— Begin —

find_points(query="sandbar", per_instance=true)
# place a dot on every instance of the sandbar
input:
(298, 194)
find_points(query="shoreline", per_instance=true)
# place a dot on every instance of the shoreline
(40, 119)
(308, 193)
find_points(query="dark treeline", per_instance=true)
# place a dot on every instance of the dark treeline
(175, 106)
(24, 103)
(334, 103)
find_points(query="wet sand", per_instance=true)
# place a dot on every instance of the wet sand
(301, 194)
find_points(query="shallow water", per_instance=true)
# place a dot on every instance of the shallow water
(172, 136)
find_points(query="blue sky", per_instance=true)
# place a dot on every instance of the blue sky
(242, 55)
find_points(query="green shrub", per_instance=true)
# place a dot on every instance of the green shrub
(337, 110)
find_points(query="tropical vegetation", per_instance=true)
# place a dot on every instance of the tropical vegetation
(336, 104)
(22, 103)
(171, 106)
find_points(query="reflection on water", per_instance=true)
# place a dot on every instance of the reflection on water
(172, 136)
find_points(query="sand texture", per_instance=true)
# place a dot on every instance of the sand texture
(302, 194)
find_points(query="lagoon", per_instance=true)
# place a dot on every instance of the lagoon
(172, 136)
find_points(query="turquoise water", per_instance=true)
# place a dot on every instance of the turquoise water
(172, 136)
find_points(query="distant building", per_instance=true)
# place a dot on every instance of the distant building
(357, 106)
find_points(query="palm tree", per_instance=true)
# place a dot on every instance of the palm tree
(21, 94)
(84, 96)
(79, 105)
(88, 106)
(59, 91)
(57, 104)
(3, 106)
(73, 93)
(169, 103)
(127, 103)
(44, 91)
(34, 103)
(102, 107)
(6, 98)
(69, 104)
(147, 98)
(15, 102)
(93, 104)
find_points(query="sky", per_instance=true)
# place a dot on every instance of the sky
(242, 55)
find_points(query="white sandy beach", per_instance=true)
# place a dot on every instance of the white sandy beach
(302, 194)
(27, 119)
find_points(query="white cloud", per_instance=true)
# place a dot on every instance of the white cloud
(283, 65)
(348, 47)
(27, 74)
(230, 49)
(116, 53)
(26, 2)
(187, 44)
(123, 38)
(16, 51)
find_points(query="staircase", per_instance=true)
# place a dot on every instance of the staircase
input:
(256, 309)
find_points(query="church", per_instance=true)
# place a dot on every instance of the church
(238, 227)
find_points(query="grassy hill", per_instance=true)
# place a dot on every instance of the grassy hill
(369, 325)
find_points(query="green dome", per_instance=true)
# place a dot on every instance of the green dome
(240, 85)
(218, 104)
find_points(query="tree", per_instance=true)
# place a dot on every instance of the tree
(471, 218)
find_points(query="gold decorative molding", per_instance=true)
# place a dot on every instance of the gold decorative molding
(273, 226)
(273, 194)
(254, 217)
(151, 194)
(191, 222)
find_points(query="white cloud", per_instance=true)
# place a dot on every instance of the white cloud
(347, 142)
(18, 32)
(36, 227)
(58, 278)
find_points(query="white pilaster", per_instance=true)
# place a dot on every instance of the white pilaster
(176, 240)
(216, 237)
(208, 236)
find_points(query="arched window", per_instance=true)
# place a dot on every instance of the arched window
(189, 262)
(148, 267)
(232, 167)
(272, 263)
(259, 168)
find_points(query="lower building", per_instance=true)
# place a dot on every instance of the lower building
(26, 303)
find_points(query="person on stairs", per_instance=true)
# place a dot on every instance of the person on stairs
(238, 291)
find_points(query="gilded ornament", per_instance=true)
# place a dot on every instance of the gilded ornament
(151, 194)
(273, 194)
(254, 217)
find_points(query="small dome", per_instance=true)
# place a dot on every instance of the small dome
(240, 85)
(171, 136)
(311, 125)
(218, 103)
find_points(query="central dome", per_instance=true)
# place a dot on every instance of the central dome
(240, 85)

— End —

_TASK TO COMPLETE_
Your task is to quote the listing above word for word.

_FINISHED TASK_
find_points(query="sandbar", per_instance=true)
# place a dot on every instance of the sandbar
input:
(298, 194)
find_points(query="shoreline", per_instance=true)
# place a dot on every instance of the shoreline
(40, 119)
(308, 193)
find_points(query="dark treeline", per_instance=true)
# place a dot on every instance of the dark treeline
(175, 106)
(24, 103)
(334, 103)
find_points(query="wet sand", per_instance=true)
# place a dot on every instance of the wet sand
(301, 194)
find_points(query="shallow water", per_instance=true)
# place a dot on every instance of the shallow water
(172, 136)
find_points(query="blue sky", per_instance=true)
# place a dot on every instance of the blue sky
(242, 55)
find_points(query="green shrub", per_instance=true)
# place a dot on every instance of the green shrub
(337, 110)
find_points(query="tropical vegetation", per_instance=true)
# place a dot on every instance of the tropical vegetation
(336, 104)
(22, 103)
(171, 106)
find_points(query="reflection on water", per_instance=true)
# place a dot on every instance of the reflection on water
(172, 136)
find_points(query="sand texture", per_instance=true)
# place a dot on every instance of the sand texture
(302, 194)
find_points(query="lagoon", per_instance=true)
# place a dot on every instance of the lagoon
(172, 136)
find_points(query="turquoise water", per_instance=true)
# place a dot on every instance of the turquoise water
(172, 136)
find_points(query="distant building", per_instance=true)
# place a dot on every instance of the distant building
(357, 106)
find_points(query="palm tree", per_instance=true)
# place a dot on every instance of the palm tree
(21, 94)
(84, 96)
(79, 105)
(88, 106)
(59, 91)
(57, 104)
(3, 106)
(73, 93)
(169, 103)
(127, 103)
(44, 91)
(34, 103)
(102, 107)
(6, 98)
(69, 104)
(147, 98)
(15, 102)
(93, 104)
find_points(query="sky", per_instance=true)
# place a dot on every instance of the sky
(242, 55)
find_points(query="white sandy beach", per_instance=true)
# place a dot on every instance of the white sandy beach
(302, 194)
(27, 119)
find_points(query="white cloud", per_instance=true)
# place a dot on every instance of the white cloud
(283, 65)
(348, 47)
(27, 74)
(230, 49)
(116, 53)
(26, 2)
(187, 44)
(123, 38)
(16, 51)
find_points(query="staircase", per_instance=true)
# place a dot on every instance of the staircase
input:
(256, 309)
find_points(query="church", per_instance=true)
# place a dot on every instance of the church
(238, 227)
find_points(query="grassy hill", per_instance=true)
# place a dot on every instance of the grassy hill
(369, 325)
find_points(query="green dome", per_instance=true)
# place a dot on every instance of the green dome
(240, 85)
(218, 104)
find_points(query="tree", per_instance=true)
# place a dot on every instance of the tree
(471, 218)
find_points(query="gold decorative molding", per_instance=true)
# place a dot on every instance of the gold decorative molding
(273, 226)
(273, 194)
(254, 217)
(151, 194)
(191, 222)
find_points(query="white cloud", per_instance=true)
# place a dot on every instance of the white cloud
(347, 142)
(18, 32)
(36, 227)
(58, 278)
find_points(query="white pilaster", per_instance=true)
# place a dot on every instance of the white pilaster
(176, 240)
(216, 237)
(208, 236)
find_points(query="arched window", per_instance=true)
# place a dot on every instance of the arched window
(189, 262)
(148, 267)
(232, 167)
(272, 263)
(259, 168)
find_points(query="lower building", per_instance=true)
# place a dot on every instance of the lower building
(26, 303)
find_points(query="person on stairs", per_instance=true)
# place a dot on every instance of the person on stairs
(238, 291)
find_points(query="gilded ornament", per_instance=true)
# place a dot on every instance of the gilded ornament
(151, 194)
(273, 194)
(254, 217)
find_points(query="small dome", per_instance=true)
# place a dot on every instance of the small dome
(240, 85)
(171, 136)
(311, 125)
(218, 103)
find_points(query="central dome", per_instance=true)
# place a dot on every instance of the central dome
(240, 85)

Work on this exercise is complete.